■ **Gegeven records**
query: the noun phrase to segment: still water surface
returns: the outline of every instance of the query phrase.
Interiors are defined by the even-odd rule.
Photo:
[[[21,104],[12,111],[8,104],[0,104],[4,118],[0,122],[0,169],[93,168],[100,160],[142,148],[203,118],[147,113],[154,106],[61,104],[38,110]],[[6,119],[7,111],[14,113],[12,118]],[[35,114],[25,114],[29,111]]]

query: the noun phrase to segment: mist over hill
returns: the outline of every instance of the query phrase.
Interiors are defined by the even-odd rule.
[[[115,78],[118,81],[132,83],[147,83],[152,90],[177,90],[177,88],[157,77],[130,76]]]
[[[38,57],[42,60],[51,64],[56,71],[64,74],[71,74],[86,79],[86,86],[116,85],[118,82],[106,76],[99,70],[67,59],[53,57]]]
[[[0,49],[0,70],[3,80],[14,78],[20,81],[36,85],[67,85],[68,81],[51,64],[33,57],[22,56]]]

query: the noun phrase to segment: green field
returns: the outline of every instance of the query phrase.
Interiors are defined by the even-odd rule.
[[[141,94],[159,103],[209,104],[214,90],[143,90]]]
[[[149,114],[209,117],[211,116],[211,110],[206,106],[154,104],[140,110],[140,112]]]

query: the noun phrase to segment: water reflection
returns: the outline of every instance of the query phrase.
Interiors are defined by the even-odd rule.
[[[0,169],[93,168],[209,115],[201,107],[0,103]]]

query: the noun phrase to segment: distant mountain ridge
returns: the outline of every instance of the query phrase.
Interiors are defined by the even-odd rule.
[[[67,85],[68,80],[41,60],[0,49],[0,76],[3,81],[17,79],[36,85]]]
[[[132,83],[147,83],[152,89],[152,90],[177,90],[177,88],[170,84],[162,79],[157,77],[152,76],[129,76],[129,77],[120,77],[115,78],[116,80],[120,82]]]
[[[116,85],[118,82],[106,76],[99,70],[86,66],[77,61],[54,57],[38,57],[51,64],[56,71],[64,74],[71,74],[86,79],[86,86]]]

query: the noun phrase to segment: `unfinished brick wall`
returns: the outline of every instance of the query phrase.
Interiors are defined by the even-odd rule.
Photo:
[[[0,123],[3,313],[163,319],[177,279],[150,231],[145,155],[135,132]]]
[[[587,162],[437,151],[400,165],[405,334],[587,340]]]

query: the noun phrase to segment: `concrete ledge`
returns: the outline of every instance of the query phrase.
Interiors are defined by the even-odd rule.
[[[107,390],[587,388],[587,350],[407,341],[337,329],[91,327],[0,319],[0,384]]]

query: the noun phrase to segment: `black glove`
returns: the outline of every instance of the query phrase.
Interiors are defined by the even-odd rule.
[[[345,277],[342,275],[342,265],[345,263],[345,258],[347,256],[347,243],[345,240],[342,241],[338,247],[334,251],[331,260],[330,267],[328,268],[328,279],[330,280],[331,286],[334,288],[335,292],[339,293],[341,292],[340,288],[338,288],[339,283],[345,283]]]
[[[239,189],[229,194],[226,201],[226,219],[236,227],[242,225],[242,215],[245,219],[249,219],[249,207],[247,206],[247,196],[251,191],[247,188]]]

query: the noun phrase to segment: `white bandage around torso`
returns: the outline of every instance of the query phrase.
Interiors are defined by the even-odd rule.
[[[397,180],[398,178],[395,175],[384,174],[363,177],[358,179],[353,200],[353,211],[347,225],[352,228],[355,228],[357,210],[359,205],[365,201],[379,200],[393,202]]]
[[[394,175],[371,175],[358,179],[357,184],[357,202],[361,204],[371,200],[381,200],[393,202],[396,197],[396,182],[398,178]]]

■ **Opdracht**
Geef alle bovenstaande records weer als CSV met twee kolommen, invoer en doel, met één rij per record. Zet de tekst in invoer en het antwoord in doel, elk als één veld tussen aanhalingstekens waarin regeleinden door spaties zijn vervangen.

■ **Schriftelijk antwoord**
invoer,doel
"query: the noun phrase to segment: still water surface returns: the outline of every instance of the query phrase. Interiors are defined by the even-odd rule. Photo:","[[[21,104],[12,111],[8,104],[0,104],[4,118],[0,122],[0,169],[93,168],[100,160],[142,148],[203,118],[147,113],[154,106],[61,104],[38,110]],[[6,119],[7,111],[14,113],[12,118]],[[35,114],[25,114],[29,111]]]"
"query: the noun phrase to segment: mist over hill returns: the outline of every instance of the query phrase. Interiors are defined by the even-odd rule.","[[[115,78],[118,81],[132,83],[147,83],[152,90],[177,90],[177,88],[157,77],[130,76]]] [[[38,57],[42,60],[51,64],[56,71],[64,74],[71,74],[86,79],[86,86],[116,85],[118,82],[106,76],[99,70],[67,59],[53,57]]] [[[0,49],[0,70],[3,80],[14,78],[20,81],[36,85],[67,85],[68,81],[51,64],[33,57],[22,56]]]"
"query: the noun phrase to segment: green field returns: the outline of every instance of the query phrase. Interiors are defined by the even-odd rule.","[[[141,94],[159,103],[209,104],[214,90],[143,90]]] [[[149,114],[209,117],[211,116],[211,110],[206,106],[154,104],[140,110],[140,112]]]"
"query: the noun phrase to segment: water reflection returns: the outline of every instance of the query phrase. Interiors are defined by the even-odd rule.","[[[0,169],[93,168],[209,115],[201,107],[0,103]]]"
"query: the noun phrase to segment: distant mountain ridge returns: the outline of every instance of the query phrase. Interiors are defined by the even-odd rule.","[[[67,85],[68,80],[41,60],[0,49],[0,76],[3,81],[17,79],[36,85]]] [[[132,83],[147,83],[152,89],[152,90],[177,90],[177,88],[170,84],[162,79],[157,77],[152,76],[129,76],[129,77],[120,77],[115,78],[116,80],[120,82]]] [[[116,85],[118,82],[106,76],[99,70],[86,66],[77,61],[54,57],[38,57],[51,64],[56,71],[64,74],[71,74],[86,79],[86,86]]]"
"query: the noun phrase to segment: `unfinished brick wall` returns: the outline of every instance of the query phrase. Interiors are defined by the even-odd rule. Photo:","[[[0,123],[3,313],[163,319],[177,279],[150,231],[145,155],[135,132]]] [[[587,162],[437,151],[400,165],[405,334],[587,340]]]"
"query: the noun phrase to segment: `concrete ledge` returns: the outline of every instance of the query phrase. Interiors are defined by the even-odd rule.","[[[107,390],[587,388],[587,350],[407,341],[337,329],[91,327],[0,319],[0,384]]]"
"query: the noun phrase to segment: `black glove` returns: the outline of every instance of the query phrase. Interiors are defined by the even-odd rule.","[[[345,277],[342,275],[342,265],[345,263],[345,258],[347,256],[347,243],[345,240],[342,241],[338,247],[334,251],[331,260],[330,267],[328,268],[328,279],[330,280],[331,286],[334,288],[335,292],[339,293],[341,292],[340,288],[338,288],[339,283],[345,283]]] [[[239,189],[229,194],[226,201],[226,219],[236,227],[242,225],[242,215],[245,219],[249,219],[249,207],[247,206],[247,196],[251,191],[247,188]]]"
"query: the noun phrase to segment: `white bandage around torso` returns: the outline of every instance of the query phrase. Interiors are defined by the even-odd rule.","[[[397,180],[398,178],[395,175],[384,174],[363,177],[358,179],[353,200],[353,211],[347,225],[352,228],[355,228],[357,210],[359,205],[365,201],[379,200],[393,202]]] [[[394,175],[371,175],[358,179],[357,184],[357,202],[361,204],[371,200],[381,200],[393,202],[396,197],[396,182],[398,178]]]"